TASK TO CARRY OUT: How many lines of the records contain the string "formatted"? Case counts. Give only the number.

STORED ROWS:
++++++++

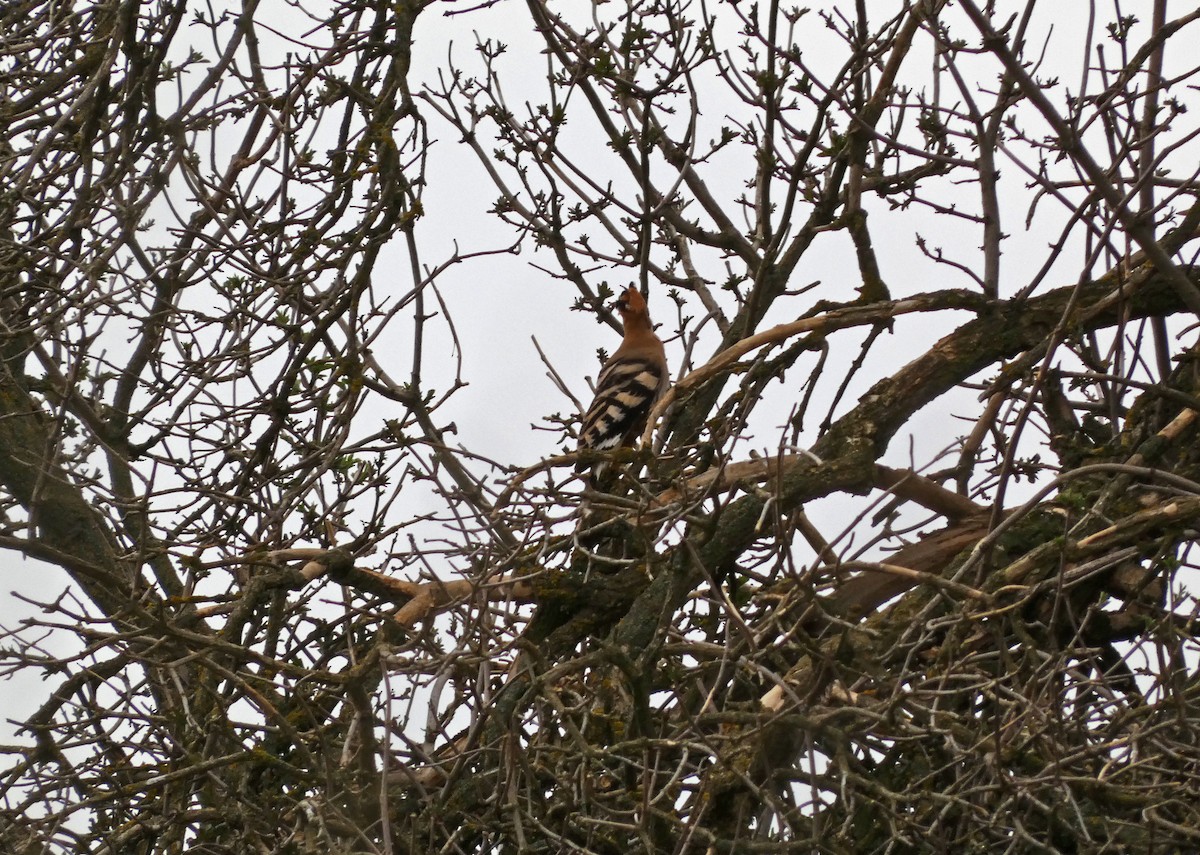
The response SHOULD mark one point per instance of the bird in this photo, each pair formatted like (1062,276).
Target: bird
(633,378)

++++++++

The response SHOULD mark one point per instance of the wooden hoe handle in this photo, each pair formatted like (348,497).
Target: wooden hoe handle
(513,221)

++++++++

OUTPUT FOR THIS TASK: 2